[Date Prev][Date Next][Thread Prev][Thread Next][Date Index][Thread Index]
Re: [edict-jmdict] <xref> tags without a destination or with too many destinations
On 5 November 2010 03:36, Jean-Luc Léger <jean-luc.leger@dspnet.fr> wrote:
> On Thu, 4 Nov 2010 21:39:05 +1100, Jim Breen <jimbreen@gmail.com> wrote:
>> For sense focus the dreaded dotted numbers may as well continue.
>> Alternatively
>> it could be something like: "(See 何か(2))".
>
> I think the "dreaded dotted numbers" are a problem only in JMDict, so we
> can keep them in EDICT.
That would mean no changes to clients such as WWWJDIC, which suits me fine.
>> For JMdict, something like:
[...]
>> <xref type="see" seq="1234560" id="amdg">何か</xref>
>> or possibly just:
>> <xref type="see" seq="1234560" id="amdg"/>
>> (This would effectively be file-global using the (1234560,amdg) tuple.
>
> keep in mind that if you want to generate Edict* from JMDict, it would be
> easier to have kanji/reading and sense ordinal rank directly available in
> the xref.

(Coordinate annotation records)
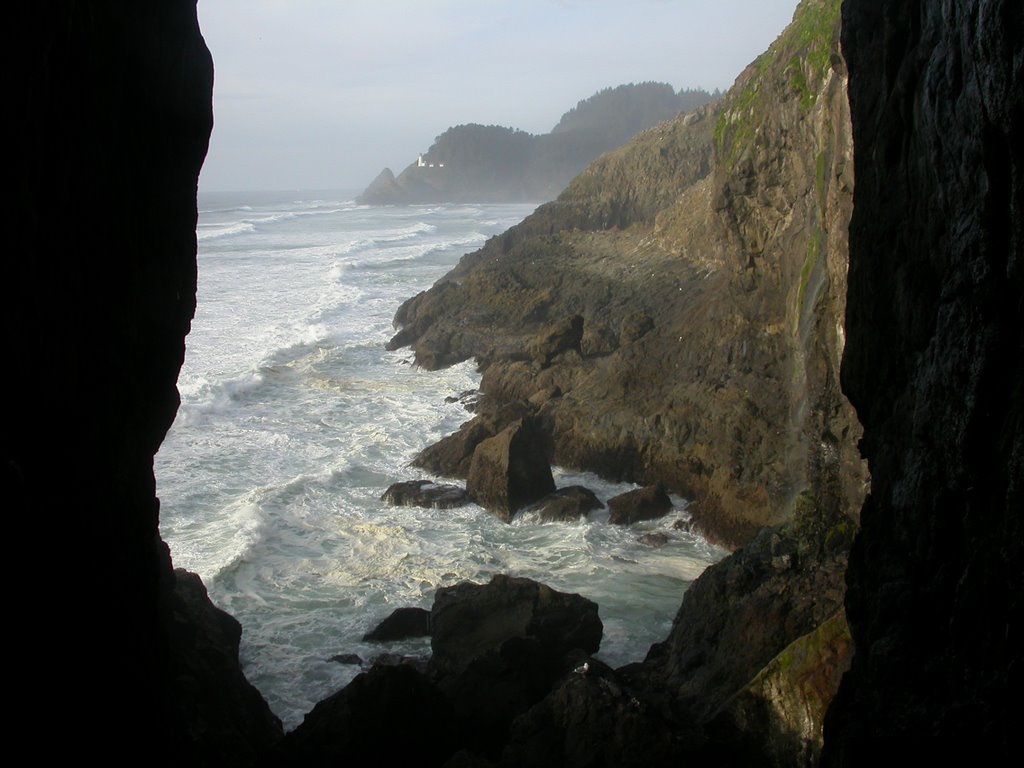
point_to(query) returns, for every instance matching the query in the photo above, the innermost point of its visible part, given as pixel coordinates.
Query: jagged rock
(643, 504)
(933, 364)
(744, 610)
(401, 624)
(425, 494)
(229, 722)
(720, 260)
(499, 648)
(389, 714)
(418, 663)
(543, 395)
(452, 456)
(594, 719)
(510, 470)
(635, 326)
(777, 718)
(597, 340)
(349, 658)
(471, 620)
(565, 505)
(557, 338)
(655, 540)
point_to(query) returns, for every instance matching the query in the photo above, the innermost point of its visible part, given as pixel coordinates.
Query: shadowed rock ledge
(935, 366)
(676, 314)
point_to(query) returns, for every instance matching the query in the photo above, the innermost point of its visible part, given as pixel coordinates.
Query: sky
(323, 94)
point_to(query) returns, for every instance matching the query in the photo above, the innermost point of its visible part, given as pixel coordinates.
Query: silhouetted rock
(452, 456)
(933, 364)
(391, 715)
(401, 624)
(425, 494)
(565, 505)
(510, 470)
(643, 504)
(471, 620)
(745, 609)
(654, 540)
(593, 719)
(349, 658)
(229, 722)
(707, 259)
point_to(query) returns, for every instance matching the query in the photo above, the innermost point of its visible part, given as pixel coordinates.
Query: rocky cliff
(489, 163)
(119, 659)
(705, 263)
(935, 366)
(120, 656)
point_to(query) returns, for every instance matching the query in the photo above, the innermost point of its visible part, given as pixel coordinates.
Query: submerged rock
(565, 505)
(500, 647)
(401, 624)
(425, 494)
(643, 504)
(471, 620)
(655, 540)
(452, 456)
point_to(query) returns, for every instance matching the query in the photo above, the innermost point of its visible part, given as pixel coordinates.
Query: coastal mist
(294, 419)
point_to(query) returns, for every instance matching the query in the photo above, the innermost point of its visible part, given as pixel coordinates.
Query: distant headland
(489, 163)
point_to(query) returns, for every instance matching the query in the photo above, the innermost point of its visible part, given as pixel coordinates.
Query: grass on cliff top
(797, 61)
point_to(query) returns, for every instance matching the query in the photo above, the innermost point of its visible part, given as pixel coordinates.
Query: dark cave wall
(934, 365)
(113, 118)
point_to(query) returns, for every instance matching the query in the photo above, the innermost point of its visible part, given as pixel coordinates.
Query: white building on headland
(421, 163)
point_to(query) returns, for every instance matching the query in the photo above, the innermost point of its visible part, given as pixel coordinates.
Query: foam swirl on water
(294, 419)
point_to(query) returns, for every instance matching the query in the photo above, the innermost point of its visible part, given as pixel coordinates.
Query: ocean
(294, 419)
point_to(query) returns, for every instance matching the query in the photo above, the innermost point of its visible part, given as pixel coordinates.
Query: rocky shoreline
(676, 314)
(120, 99)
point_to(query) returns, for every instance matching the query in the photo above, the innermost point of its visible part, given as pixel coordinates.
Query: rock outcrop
(115, 113)
(934, 365)
(643, 504)
(470, 621)
(510, 470)
(425, 494)
(676, 314)
(565, 505)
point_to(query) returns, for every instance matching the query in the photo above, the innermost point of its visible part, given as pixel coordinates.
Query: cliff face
(707, 259)
(115, 115)
(934, 366)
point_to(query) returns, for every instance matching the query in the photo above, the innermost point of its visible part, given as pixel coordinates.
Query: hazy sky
(325, 93)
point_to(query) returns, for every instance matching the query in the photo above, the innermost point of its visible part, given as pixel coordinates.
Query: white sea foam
(225, 230)
(294, 420)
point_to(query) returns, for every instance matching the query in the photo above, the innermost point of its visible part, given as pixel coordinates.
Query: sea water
(294, 419)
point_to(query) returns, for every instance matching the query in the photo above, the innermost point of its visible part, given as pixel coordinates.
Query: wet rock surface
(689, 323)
(425, 494)
(934, 367)
(401, 624)
(565, 505)
(643, 504)
(510, 470)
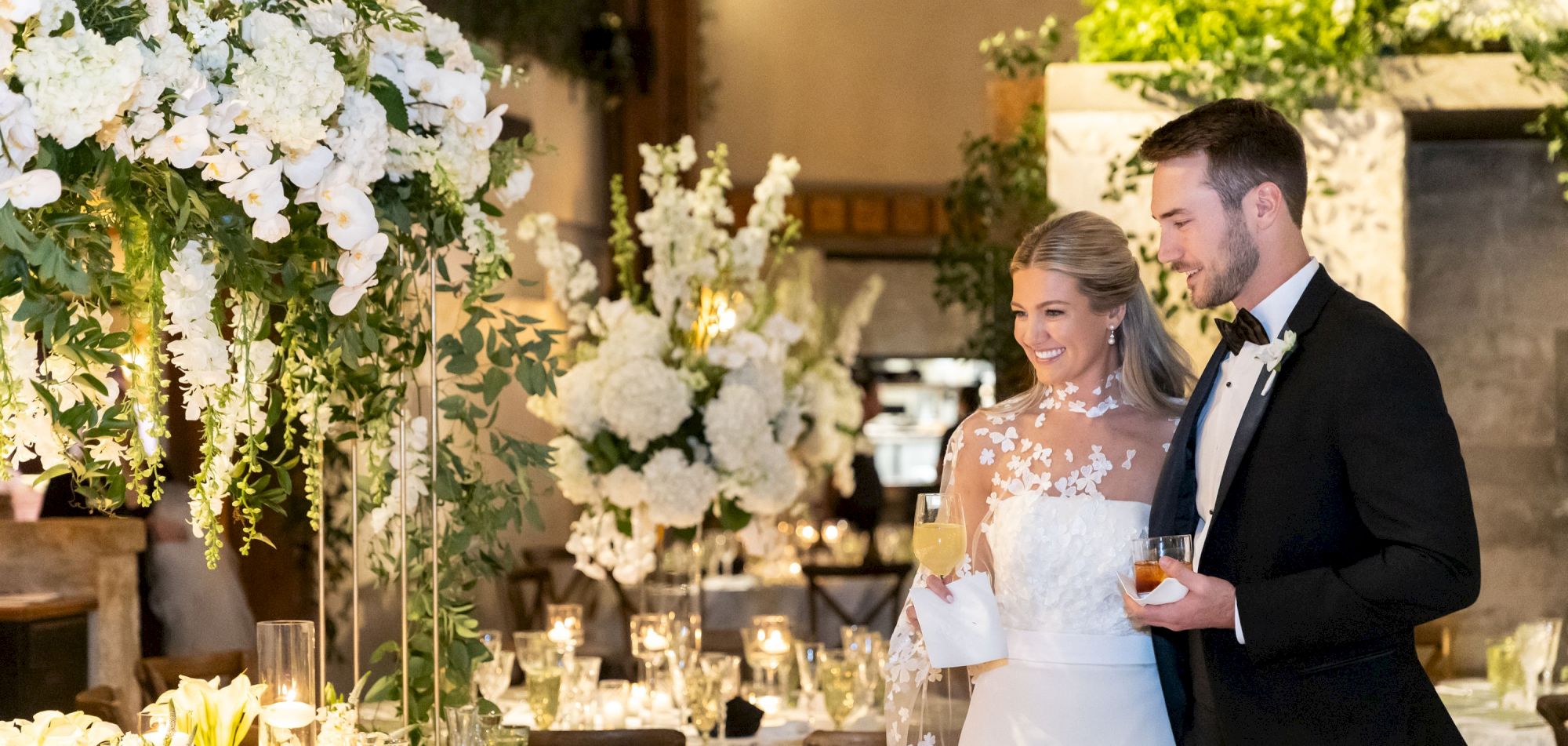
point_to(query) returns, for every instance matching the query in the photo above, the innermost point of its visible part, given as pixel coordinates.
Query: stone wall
(1489, 298)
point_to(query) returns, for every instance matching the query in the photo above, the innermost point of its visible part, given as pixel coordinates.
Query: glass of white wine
(938, 533)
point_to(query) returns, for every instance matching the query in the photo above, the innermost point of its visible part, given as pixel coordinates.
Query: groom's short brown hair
(1247, 141)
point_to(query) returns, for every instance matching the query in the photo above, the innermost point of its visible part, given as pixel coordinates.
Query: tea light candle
(291, 715)
(830, 533)
(614, 715)
(769, 704)
(775, 645)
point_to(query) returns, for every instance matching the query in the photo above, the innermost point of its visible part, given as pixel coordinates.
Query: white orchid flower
(222, 166)
(349, 215)
(517, 187)
(34, 188)
(462, 93)
(18, 11)
(270, 227)
(360, 264)
(347, 297)
(253, 149)
(307, 168)
(183, 144)
(261, 191)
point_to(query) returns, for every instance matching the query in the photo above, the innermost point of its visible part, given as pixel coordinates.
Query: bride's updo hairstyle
(1094, 251)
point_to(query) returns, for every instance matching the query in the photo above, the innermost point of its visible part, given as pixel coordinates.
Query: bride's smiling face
(1062, 336)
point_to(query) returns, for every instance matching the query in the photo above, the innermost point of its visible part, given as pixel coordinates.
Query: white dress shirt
(1222, 413)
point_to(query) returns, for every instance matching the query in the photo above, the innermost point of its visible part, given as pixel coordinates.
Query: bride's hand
(940, 588)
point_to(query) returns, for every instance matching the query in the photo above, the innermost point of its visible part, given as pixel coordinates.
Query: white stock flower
(517, 187)
(78, 82)
(644, 400)
(201, 353)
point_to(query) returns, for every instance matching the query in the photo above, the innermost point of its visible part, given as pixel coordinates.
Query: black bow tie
(1244, 329)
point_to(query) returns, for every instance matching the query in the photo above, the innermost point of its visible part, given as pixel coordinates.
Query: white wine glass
(938, 533)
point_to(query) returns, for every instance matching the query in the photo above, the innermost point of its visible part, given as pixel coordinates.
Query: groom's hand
(1210, 602)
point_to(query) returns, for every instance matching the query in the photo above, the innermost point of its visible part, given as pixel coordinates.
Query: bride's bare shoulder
(1142, 425)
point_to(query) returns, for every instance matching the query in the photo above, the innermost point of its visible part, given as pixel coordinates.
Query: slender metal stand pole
(354, 541)
(435, 513)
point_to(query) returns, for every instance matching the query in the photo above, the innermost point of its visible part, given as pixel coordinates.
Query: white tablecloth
(1475, 711)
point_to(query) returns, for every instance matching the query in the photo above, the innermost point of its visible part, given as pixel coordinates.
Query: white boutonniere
(1274, 355)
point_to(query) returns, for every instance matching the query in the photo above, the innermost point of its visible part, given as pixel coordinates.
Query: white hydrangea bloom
(572, 471)
(78, 82)
(642, 400)
(678, 493)
(736, 425)
(291, 83)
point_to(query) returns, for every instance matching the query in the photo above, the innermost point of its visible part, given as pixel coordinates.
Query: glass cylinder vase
(286, 664)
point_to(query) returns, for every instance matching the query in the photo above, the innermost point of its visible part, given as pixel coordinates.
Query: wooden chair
(162, 675)
(652, 737)
(846, 739)
(891, 574)
(1555, 708)
(1436, 648)
(103, 703)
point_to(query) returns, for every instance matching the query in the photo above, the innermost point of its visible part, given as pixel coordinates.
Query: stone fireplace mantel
(1359, 231)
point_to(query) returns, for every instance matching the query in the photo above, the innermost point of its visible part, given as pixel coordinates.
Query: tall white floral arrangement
(686, 397)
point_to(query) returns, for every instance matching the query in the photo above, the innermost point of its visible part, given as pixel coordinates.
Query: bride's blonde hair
(1094, 251)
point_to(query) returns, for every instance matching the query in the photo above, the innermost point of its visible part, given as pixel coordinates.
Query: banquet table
(1483, 723)
(788, 728)
(730, 604)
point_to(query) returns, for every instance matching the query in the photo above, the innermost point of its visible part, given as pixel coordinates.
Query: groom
(1316, 468)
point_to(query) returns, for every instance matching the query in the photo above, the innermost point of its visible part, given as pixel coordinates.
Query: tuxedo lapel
(1301, 322)
(1175, 508)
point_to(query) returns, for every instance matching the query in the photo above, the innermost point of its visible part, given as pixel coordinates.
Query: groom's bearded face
(1235, 265)
(1200, 237)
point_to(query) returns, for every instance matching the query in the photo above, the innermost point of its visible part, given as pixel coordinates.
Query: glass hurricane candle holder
(286, 664)
(565, 624)
(769, 646)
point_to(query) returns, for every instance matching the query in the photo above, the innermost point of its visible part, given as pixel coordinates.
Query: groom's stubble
(1238, 264)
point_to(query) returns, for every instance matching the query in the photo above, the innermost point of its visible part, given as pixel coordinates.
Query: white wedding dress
(1059, 486)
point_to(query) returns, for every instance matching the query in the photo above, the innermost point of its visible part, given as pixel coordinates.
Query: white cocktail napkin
(965, 632)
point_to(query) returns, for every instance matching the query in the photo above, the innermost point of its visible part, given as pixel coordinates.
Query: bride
(1054, 485)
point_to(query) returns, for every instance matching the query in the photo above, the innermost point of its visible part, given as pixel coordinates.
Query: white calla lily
(34, 188)
(222, 166)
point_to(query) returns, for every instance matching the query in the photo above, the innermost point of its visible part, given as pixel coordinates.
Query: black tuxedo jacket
(1345, 521)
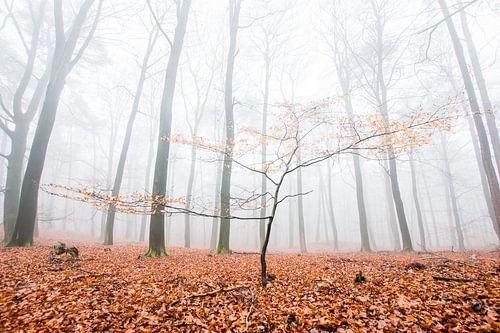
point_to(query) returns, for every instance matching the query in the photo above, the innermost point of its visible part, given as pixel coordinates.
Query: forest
(249, 166)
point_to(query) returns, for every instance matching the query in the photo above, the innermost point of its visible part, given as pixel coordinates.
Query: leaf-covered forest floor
(117, 289)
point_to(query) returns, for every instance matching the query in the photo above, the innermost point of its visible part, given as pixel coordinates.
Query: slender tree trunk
(110, 220)
(431, 209)
(62, 65)
(483, 91)
(302, 232)
(14, 176)
(478, 122)
(157, 224)
(358, 175)
(392, 211)
(213, 234)
(291, 214)
(452, 196)
(262, 223)
(477, 155)
(22, 120)
(189, 193)
(331, 212)
(147, 180)
(420, 220)
(225, 196)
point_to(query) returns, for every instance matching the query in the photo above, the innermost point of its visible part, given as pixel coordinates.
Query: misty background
(291, 45)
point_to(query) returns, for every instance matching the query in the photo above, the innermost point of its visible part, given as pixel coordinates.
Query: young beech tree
(476, 115)
(294, 129)
(110, 220)
(21, 117)
(157, 224)
(66, 56)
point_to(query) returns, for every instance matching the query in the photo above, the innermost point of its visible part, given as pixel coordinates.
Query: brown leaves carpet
(116, 289)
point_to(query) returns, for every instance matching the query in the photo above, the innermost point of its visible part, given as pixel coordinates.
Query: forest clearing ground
(117, 289)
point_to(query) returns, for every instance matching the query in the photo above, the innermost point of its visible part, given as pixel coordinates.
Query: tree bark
(62, 65)
(22, 120)
(431, 209)
(120, 170)
(331, 212)
(225, 195)
(157, 224)
(483, 91)
(478, 122)
(262, 223)
(189, 192)
(416, 200)
(452, 197)
(213, 234)
(302, 232)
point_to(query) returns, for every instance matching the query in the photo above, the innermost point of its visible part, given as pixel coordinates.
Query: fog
(250, 59)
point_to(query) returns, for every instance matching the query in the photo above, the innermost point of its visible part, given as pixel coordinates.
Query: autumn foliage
(117, 289)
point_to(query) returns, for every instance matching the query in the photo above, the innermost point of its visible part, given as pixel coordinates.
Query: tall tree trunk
(157, 224)
(478, 122)
(381, 96)
(291, 224)
(477, 155)
(331, 212)
(302, 232)
(213, 234)
(263, 200)
(225, 195)
(483, 91)
(110, 220)
(62, 65)
(431, 209)
(22, 120)
(420, 220)
(189, 193)
(147, 179)
(452, 196)
(393, 224)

> PROMPT 1
Transcribe the xref thread between "[Date Prev][Date Next][Thread" and "as well continue.", inclusive.
> PROMPT 2
Name every attribute that appears in the <xref> tag examples of the xref thread.
> PROMPT 3
Write the next part of the xref thread, starting after its final sentence.
The material bears no relation to the xref thread.

> WRITTEN REPLY 1
[Date Prev][Date Next][Thread Prev][Thread Next][Date Index][Thread Index]
Re: [edict-jmdict] <xref> tags without a destination or with too many destinations
On 5 November 2010 03:36, Jean-Luc Léger <jean-luc.leger@dspnet.fr> wrote:
> On Thu, 4 Nov 2010 21:39:05 +1100, Jim Breen <jimbreen@gmail.com> wrote:
>> For sense focus the dreaded dotted numbers may as well continue.

> WRITTEN REPLY 2
type, seq, id

> WRITTEN REPLY 3
Yes, it would help to have the kanji/reading in the xref. I hadn't thought
of having the ordinal there as well, and expected to build that from a
double pass over the data. Something like:
<xref type="see" seq="1234560" id="5678" id_ord="2">何か.なにか</xref>
would avoid that.
>> For the JEL, we need the sense id glued to the sense in some way.
>> Something like:
>>
>> [s=spqr][n]....
>> [s=amdg][n,vs]....
>>
>> Messy.
>
> Hope we can find a way to keep JEL as it is now (i.e. with ordinal
> numbers).
> Sense Ids should be managed automatically by program.
> Like Glenn said, "amdg"/"spqr" don't have any meaning. Neither do numbers
> (local or global).
> Users should only have to see/manipulate ordinal numbers.
So just have the JEL as:
[sense][n] ...
[sense][n,vs] ....
>> For the xref itself:
>>
>> [see=1234560[spqr]]
>
> Ordinal number is quite enough here. The program that add it into the
> database can convert Sense Ordinal number to its Sense Id.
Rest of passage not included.